▶ _ENTRIES_:
— Start —

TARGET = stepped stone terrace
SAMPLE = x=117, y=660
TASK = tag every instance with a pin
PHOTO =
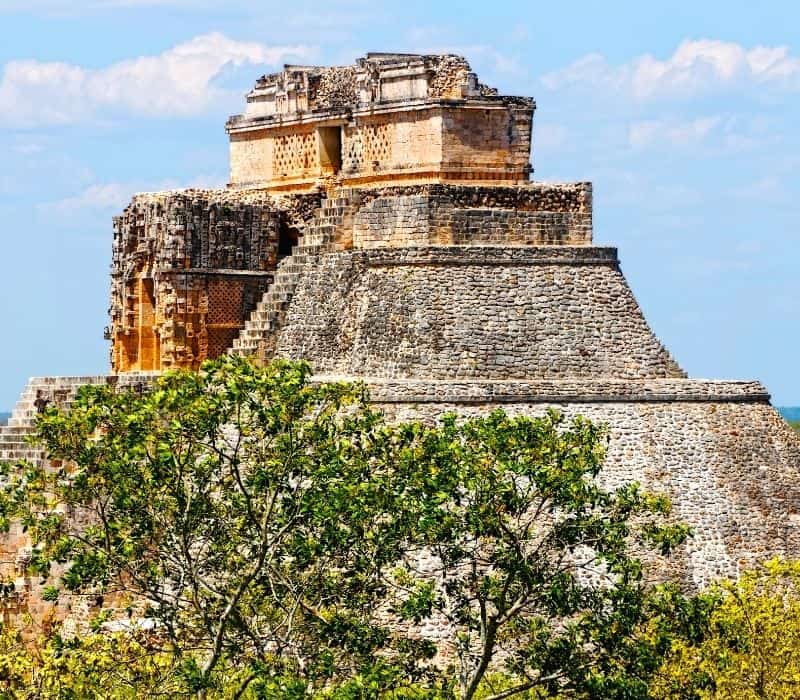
x=380, y=223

— End —

▶ _WHAT YOU ARE ASKED TO DO_: Repeat the rows with "stepped stone terrace" replaced by "stone stairway" throughout and every other line unchanged. Leave the pictures out.

▶ _REPLY_:
TARGET = stone stairway
SAMPLE = x=117, y=660
TASK = tag every instance with a pin
PHOTO =
x=380, y=223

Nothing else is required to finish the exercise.